Excerpt provided =>
Imagination is Nothing. Customer Experience is Everything in Business

0
154

Share on LinkedIn

Too often we underestimate the power of customer experience. The customer experience innovators seem to always stay a step ahead of the competition. Every time the competition makes a move, the innovators make a different unexpected move keeping them on top and often increasing their lead of the competition. Customer experience innovation seems to consistently keep your business ahead in the game.

Organizations that are successful at maintaining a customer focus have shown to achieve more success than the competition. They understand that customer experience is more than offering good customer service. It’s taking customer service to the next level.

In a speech in South Africa in 1890 Mahatma Gandhi said this:

“A customer is the most important visitor on our premises. He is not dependent on us. We are dependent on him. He is not an interruption of our work. He is the purpose of it. He is not an outsider of our business. He is part of it. We are not doing him a favour by serving him. He is doing us a favour by giving us the opportunity to do so.”

Listing =>

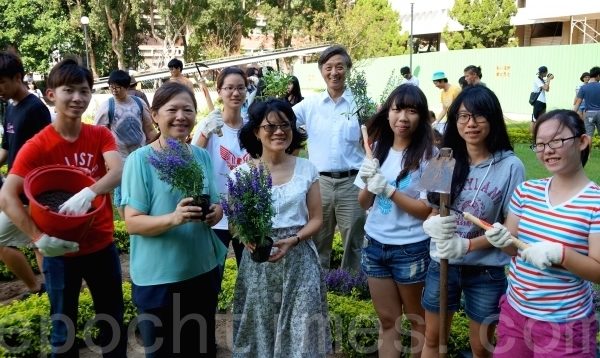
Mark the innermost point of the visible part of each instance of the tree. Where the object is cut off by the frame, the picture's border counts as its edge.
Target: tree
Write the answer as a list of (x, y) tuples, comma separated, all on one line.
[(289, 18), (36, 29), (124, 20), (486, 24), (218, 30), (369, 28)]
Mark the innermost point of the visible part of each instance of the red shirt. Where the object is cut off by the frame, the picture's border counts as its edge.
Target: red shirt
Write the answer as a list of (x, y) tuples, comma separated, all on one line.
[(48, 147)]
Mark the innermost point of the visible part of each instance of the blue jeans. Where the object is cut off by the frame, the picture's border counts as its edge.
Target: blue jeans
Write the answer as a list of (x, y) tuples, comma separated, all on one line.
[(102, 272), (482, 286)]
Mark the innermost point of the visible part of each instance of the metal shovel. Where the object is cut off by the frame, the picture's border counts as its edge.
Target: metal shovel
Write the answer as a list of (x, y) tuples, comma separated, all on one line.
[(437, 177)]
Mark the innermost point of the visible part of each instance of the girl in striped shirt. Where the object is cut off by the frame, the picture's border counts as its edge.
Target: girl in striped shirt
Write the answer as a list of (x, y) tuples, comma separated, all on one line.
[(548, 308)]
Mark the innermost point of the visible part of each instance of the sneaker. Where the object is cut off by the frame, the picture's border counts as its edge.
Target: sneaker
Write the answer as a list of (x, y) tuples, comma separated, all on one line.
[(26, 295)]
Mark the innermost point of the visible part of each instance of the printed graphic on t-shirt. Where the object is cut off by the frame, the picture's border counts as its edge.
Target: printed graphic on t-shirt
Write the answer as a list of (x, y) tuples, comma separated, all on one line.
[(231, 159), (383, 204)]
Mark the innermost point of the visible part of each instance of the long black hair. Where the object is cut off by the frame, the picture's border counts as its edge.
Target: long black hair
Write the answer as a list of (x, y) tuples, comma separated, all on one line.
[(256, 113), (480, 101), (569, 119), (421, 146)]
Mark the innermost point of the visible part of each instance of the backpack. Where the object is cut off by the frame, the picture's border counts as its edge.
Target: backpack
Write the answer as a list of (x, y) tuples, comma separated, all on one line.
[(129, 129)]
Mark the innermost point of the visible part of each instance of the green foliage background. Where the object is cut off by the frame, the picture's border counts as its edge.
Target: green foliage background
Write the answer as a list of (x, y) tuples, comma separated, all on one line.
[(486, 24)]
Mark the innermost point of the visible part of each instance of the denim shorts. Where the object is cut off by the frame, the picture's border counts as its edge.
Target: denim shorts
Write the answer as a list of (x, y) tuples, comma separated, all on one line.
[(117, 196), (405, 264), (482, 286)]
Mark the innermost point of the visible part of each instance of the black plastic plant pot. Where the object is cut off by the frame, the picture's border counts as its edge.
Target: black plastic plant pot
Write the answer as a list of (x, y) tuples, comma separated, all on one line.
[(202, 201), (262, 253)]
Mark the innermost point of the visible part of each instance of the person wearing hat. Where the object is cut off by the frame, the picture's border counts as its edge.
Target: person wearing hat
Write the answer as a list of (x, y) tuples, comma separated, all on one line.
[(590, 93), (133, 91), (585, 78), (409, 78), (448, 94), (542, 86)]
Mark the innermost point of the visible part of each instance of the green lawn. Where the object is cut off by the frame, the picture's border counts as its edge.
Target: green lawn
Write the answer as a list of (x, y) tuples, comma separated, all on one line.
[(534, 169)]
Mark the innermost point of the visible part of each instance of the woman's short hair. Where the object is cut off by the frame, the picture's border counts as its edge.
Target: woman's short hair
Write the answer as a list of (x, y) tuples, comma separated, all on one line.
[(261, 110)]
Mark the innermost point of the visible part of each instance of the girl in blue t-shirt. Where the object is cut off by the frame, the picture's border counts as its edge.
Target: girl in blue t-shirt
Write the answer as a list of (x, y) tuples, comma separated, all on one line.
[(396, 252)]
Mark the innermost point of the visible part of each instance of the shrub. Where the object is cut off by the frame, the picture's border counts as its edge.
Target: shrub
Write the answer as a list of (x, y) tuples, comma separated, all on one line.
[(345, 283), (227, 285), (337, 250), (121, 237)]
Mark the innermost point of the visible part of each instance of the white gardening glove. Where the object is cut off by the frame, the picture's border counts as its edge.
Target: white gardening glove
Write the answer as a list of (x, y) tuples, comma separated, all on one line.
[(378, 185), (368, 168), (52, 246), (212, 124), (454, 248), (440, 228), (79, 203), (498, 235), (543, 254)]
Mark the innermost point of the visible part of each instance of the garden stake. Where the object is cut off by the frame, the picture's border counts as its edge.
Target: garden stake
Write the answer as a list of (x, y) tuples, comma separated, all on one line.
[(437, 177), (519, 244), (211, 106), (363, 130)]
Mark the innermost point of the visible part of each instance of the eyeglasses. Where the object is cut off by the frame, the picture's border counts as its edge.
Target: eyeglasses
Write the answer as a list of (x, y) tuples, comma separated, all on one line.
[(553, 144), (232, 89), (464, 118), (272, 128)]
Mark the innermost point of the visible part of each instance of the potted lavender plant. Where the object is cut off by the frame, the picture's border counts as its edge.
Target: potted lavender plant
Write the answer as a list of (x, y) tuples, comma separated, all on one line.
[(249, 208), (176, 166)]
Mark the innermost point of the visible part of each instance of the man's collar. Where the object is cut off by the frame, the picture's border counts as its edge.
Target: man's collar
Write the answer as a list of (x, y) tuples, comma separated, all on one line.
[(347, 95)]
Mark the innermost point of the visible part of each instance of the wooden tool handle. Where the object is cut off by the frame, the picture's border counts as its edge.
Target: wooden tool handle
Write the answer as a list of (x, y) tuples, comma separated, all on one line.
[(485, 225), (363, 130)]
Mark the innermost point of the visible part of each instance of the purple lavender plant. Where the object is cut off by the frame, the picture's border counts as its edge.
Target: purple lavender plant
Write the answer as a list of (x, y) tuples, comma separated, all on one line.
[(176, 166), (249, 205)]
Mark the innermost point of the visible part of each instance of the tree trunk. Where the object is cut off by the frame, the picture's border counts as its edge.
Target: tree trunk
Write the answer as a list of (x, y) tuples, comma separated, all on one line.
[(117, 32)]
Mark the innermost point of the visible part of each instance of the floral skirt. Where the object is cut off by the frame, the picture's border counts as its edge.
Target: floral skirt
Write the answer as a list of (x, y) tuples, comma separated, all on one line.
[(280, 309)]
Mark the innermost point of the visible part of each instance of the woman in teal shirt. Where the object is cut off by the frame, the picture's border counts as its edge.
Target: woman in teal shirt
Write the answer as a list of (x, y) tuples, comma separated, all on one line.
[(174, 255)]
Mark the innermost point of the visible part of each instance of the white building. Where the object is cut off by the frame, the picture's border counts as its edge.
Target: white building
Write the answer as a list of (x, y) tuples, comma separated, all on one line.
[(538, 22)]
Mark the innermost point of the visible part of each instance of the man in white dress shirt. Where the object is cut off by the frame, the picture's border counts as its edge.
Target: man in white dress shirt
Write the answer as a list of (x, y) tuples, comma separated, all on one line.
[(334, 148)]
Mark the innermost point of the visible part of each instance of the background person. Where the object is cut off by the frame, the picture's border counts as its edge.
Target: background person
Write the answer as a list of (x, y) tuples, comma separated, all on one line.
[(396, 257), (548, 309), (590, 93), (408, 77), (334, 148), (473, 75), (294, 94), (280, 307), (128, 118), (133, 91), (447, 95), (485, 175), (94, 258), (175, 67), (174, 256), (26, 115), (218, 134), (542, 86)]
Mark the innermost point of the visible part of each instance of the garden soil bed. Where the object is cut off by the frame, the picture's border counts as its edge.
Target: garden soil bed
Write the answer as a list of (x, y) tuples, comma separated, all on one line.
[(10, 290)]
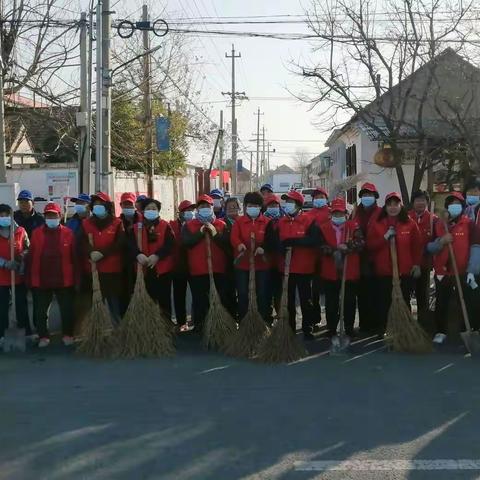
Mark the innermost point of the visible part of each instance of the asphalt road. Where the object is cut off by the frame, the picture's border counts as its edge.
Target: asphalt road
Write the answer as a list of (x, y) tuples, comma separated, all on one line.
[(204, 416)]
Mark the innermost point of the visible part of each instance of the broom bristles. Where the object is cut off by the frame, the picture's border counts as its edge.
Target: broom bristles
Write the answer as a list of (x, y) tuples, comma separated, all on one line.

Your tasks =>
[1] Quote the customer experience article, starting with "Share on LinkedIn" and going on through "the next level.".
[2] Answer these questions from the customer experience article.
(a) What do the customer experience innovators do every time the competition makes a move?
(b) According to organizations that maintain a customer focus, customer experience is more than what?
(c) In the quoted speech, who is called the most important visitor on our premises?
The items are separate material from the customer experience article.

Final answers =>
[1]
Share on LinkedIn

Too often we underestimate the power of customer experience. The customer experience innovators seem to always stay a step ahead of the competition. Every time the competition makes a move, the innovators make a different unexpected move keeping them on top and often increasing their lead of the competition. Customer experience innovation seems to consistently keep your business ahead in the game.

Organizations that are successful at maintaining a customer focus have shown to achieve more success than the competition. They understand that customer experience is more than offering good customer service. It’s taking customer service to the next level.

[2]
(a) They make a different unexpected move.
(b) Offering good customer service.
(c) A customer.